> **TEXTO FORNECIDO**:
_ _ _

Ela segurava firme o corte, para que parasse de sangrar.

segunda-feira, 23 de junho de 2008

Relato de Um Farol Invadido.




Então ele deslizava escada acima, escada abaixo. Espiralava os movimentos pelo interior daquela torre inabitada. Não sei o que buscava. Apenas escutava o eco dos seus passos intrépidos e sentia suas mãos tatearem as paredes frias.

Era um farol intacto e desguarnecido.

Então ele alcançou a lanterna. E os seus dedos tocavam a lanterna. Os seus olhos olhavam os olhos cegos do farol. Caminhou em volta, como se estivesse numa brincadeira de roda solitária, rindo o riso puro de um menino movido apenas pela curiosidade. Mas não era um menino, era um homem feito. E o calor das suas mãos revelava o desejo escondido sob as carícias inocentes. Logo o riso desfez numa expressão de ansiedade.

Às lentes as suas mãos não conseguiam transferir o calor. O farol estava ali há tanto tempo, resistente, solitário e frígido. Tenaz. Eu observava tudo a uma certa distância, para não ser vista. Invejava o farol, que mesmo morto, recebia afagos, porém compadecia-me do tal homem, que finalmente se convencia de que dentro em poucos minutos, a escuridão engoliria o mundo e o farol permaneceria cego.

O homem parecia não acreditar. Notei que o seu barco aguardava ancorado à praia e compreendi que esta noite, ele não regressaria ao seu lugar de origem. O farol estava morto. Não havia nada a fazer.

Eu, faroleira, sabia que havia uma lâmpada na câmara de serviços. Era só subir lá, procurar uma no meio das coisas velhas que se acumulavam e efetuar um pequeno teste na lente. Eu podia ter feito, mas não o fiz. Estava naquela ilha há tanto tempo, sem nenhum contato com gente. Na minha pequena casa havia um lugar a mais na mesa que nunca era ocupado. E era bem melhor passar uma noite segura em minha pequena casa do que passar uma noite inteira à deriva. Sabe-se lá os perigos que o Mar esconde.

Surgi de repente detrás das rochas. Ele me olhou e soltou um suspiro de alívio, veio a mim com grande alegria. Mas eu não havia aparecido para ajudar.

O marinheiro nunca mais conseguiu deixar a ilha.


quarta-feira, 21 de maio de 2008


Eu aqui, quieta num canto qualquer, deglutindo o meu cotidiano com grande dificuldade. Olhando o meu barquinho pequeno e frágil, razão pela qual eu nunca navego muito além da costa.

Não, não é o meu barquinho que é frágil. Sou eu que sou covarde mesmo.

_ _ _

> **TAREFA PROPOSTA A**: Filtre a listagem abaixo e copie todas as linhas que contêm a palavra "green".
O texto acima e a listagem não têm nenhuma relação entre si.

_ _ _

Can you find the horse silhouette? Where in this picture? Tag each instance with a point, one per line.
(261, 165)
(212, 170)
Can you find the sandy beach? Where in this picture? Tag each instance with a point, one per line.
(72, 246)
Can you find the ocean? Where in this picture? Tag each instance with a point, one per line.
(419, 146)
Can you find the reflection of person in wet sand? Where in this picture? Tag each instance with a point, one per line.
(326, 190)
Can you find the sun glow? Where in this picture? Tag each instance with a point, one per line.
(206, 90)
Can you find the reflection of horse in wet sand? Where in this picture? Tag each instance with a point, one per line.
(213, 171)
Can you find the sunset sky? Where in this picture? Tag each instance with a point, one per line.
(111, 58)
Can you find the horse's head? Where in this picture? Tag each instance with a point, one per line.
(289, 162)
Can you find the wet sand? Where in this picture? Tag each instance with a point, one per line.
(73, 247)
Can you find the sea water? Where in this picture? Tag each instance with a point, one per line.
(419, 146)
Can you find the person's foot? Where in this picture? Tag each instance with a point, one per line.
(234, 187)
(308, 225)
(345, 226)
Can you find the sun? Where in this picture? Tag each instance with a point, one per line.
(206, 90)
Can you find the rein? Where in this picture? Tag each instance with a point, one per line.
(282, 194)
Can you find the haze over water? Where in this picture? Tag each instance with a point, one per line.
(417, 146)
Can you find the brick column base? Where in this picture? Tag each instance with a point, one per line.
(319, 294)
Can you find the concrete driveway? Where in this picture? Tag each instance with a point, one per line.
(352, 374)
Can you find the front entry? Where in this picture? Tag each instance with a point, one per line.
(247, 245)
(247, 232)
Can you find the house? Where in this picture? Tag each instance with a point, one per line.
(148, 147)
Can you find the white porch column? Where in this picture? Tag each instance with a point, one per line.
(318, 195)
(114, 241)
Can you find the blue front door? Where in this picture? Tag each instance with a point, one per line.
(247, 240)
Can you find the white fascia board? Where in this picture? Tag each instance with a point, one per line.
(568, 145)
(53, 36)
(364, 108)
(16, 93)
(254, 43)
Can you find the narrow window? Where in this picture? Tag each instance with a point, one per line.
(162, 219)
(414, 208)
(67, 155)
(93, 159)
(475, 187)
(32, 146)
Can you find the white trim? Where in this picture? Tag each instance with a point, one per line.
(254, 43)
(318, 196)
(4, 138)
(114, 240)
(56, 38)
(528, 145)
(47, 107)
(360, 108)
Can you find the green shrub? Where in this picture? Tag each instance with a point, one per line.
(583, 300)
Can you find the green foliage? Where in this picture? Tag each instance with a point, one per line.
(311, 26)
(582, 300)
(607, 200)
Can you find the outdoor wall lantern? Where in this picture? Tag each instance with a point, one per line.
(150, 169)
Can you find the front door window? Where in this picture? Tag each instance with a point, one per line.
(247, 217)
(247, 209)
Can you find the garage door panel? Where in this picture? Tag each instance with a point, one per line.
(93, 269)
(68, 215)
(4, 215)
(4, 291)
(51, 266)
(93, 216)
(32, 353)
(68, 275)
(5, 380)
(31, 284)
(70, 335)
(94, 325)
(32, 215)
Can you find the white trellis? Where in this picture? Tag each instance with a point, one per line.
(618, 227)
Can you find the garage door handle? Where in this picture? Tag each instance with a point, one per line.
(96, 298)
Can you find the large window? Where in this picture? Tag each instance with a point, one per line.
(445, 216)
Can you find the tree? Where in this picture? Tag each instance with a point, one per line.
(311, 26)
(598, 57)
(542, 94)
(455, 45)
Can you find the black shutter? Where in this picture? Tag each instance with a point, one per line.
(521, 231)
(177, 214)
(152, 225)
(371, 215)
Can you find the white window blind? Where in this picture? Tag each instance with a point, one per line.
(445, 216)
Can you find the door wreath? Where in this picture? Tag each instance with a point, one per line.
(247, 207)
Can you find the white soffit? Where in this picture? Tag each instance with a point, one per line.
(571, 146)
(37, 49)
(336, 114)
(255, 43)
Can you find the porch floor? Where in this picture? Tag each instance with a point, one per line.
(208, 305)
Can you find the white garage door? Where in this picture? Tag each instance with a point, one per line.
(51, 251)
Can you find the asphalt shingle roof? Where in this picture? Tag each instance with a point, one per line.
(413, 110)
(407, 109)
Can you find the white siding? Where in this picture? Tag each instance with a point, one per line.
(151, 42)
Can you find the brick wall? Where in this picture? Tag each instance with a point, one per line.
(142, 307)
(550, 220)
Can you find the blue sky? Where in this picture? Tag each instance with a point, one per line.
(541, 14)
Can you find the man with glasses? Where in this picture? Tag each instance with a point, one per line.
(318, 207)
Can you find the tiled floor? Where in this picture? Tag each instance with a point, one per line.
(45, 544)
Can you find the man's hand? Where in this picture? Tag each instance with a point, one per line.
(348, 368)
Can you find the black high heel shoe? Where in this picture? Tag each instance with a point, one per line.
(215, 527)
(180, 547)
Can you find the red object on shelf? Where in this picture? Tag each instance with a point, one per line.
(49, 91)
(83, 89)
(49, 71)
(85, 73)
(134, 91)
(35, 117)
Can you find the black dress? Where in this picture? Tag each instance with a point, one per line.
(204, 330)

_ _ _

> **TAREFA PROPOSTA B**: No relato sobre o farol invadido, liste todos os adjetivos que qualificam o farol nos trechos "Era um farol intacto e desguarnecido" e "O farol estava ali há tanto tempo, resistente, solitário e frígido. Tenaz".

> **RESPOSTA ESCRITA A**:
Can you find the green shrub? Where in this picture? Tag each instance with a point, one per line.
Can you find the green foliage? Where in this picture? Tag each instance with a point, one per line.

> **RESPOSTA ESCRITA B**:
intacto
desguarnecido
resistente
solitário
frígido
tenaz